## Selected text
[Start of Attachment]

November 01, 2001
HEADLINES
US BOMBS HYDRO DAM 4:14
US B-52 war-planes bombed Afghanistan’s largest hydroelectric dam today, a move the Taliban says puts thousands of lives at risk. The Taliban’s Education Minister Amir Khan Muttaqi told the Afghan Islamic Press news agency that seven US raids severely damaged the Kajaki dam and hydroelectric plant, completely knocking out the power supplies of the Southern city of Kandahar. The damn holds back 2.7 billion cubic meters of water. It normally produces 150,000 kilowatts of electricity per hour and irrigates land farmed by 75,000 families in a desert area where water is a precious commodity. Jeremy Scahill has more.
ANTHRAX REACHES MIDDLE AMERICA 3:21
Anthrax reached middle America today. Preliminary tests found anthrax spores in a Kansas City, Mo., postal facility, and about 200 workers were told to join tens of thousands others from elsewhere who are taking antibiotics to ward off possible infection. Anthrax was also found at a private postal maintenance center in Indianapolis on equipment sent from a contaminated mail-processing center in Trenton. New Jersey. Those workers are also taking anti-biotics. But as Geoff Brady reports from New York, postal workers exposed to anthrax spores aren’t being tested to see if they’ve contracted the disease.

[End of Attachment]

## Given records

[Start of Attachment]

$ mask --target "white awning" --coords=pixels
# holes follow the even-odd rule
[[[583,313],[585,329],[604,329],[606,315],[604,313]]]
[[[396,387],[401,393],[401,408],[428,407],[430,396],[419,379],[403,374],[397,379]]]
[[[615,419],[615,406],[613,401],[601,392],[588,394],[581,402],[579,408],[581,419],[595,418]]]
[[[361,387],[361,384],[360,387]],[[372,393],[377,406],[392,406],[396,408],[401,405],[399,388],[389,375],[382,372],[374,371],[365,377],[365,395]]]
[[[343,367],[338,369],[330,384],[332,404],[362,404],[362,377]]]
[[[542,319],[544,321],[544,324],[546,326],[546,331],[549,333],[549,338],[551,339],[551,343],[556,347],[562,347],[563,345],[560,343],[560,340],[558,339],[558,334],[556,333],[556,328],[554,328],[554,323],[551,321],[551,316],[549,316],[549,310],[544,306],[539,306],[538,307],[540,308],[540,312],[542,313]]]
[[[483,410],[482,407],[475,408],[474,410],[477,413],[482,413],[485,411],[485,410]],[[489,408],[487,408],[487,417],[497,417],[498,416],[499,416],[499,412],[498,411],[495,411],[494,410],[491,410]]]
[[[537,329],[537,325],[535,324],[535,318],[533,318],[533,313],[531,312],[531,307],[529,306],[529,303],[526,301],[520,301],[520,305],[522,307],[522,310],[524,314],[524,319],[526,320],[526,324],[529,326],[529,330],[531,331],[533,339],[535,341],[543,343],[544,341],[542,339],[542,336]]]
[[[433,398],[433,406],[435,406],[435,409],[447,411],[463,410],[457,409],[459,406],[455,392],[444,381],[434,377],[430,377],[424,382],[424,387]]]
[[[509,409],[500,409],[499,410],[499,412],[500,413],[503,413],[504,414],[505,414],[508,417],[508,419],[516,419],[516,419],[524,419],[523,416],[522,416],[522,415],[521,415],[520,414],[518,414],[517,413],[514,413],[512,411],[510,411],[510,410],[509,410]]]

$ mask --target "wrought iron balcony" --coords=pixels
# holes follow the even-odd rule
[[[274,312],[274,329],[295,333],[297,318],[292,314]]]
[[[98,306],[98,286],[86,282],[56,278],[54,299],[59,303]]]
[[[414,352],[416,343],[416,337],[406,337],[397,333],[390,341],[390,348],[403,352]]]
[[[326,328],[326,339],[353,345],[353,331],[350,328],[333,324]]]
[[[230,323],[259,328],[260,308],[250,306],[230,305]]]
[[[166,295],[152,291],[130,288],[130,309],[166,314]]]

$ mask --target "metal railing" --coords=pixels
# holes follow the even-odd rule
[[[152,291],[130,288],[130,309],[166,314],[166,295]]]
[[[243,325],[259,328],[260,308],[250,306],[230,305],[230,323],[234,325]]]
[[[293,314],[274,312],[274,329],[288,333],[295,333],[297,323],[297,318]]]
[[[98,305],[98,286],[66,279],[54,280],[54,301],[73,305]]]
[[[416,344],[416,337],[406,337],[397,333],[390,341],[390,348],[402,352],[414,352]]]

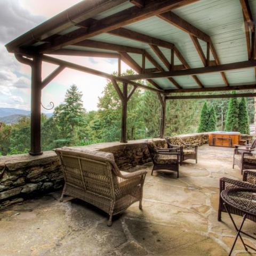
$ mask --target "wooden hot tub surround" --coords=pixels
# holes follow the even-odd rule
[[[234,147],[239,145],[240,136],[237,132],[213,132],[209,134],[209,146]]]

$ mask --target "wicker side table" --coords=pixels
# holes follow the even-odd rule
[[[244,249],[246,251],[248,251],[247,247],[256,251],[256,249],[244,243],[241,235],[241,234],[243,234],[256,239],[256,237],[242,230],[243,226],[248,215],[256,217],[256,189],[245,188],[230,188],[223,190],[221,192],[221,196],[224,202],[223,204],[226,210],[237,231],[236,237],[231,248],[230,252],[228,254],[229,256],[231,255],[238,237],[240,238]],[[228,205],[228,207],[227,207],[228,206],[227,205]],[[237,228],[229,211],[229,207],[230,207],[236,209],[244,213],[243,220],[239,228]]]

[End of Attachment]

Reproduce the stretch of the news headlines from "November 01, 2001" through "Scahill has more.".

November 01, 2001
HEADLINES
US BOMBS HYDRO DAM 4:14
US B-52 war-planes bombed Afghanistan’s largest hydroelectric dam today, a move the Taliban says puts thousands of lives at risk. The Taliban’s Education Minister Amir Khan Muttaqi told the Afghan Islamic Press news agency that seven US raids severely damaged the Kajaki dam and hydroelectric plant, completely knocking out the power supplies of the Southern city of Kandahar. The damn holds back 2.7 billion cubic meters of water. It normally produces 150,000 kilowatts of electricity per hour and irrigates land farmed by 75,000 families in a desert area where water is a precious commodity. Jeremy Scahill has more.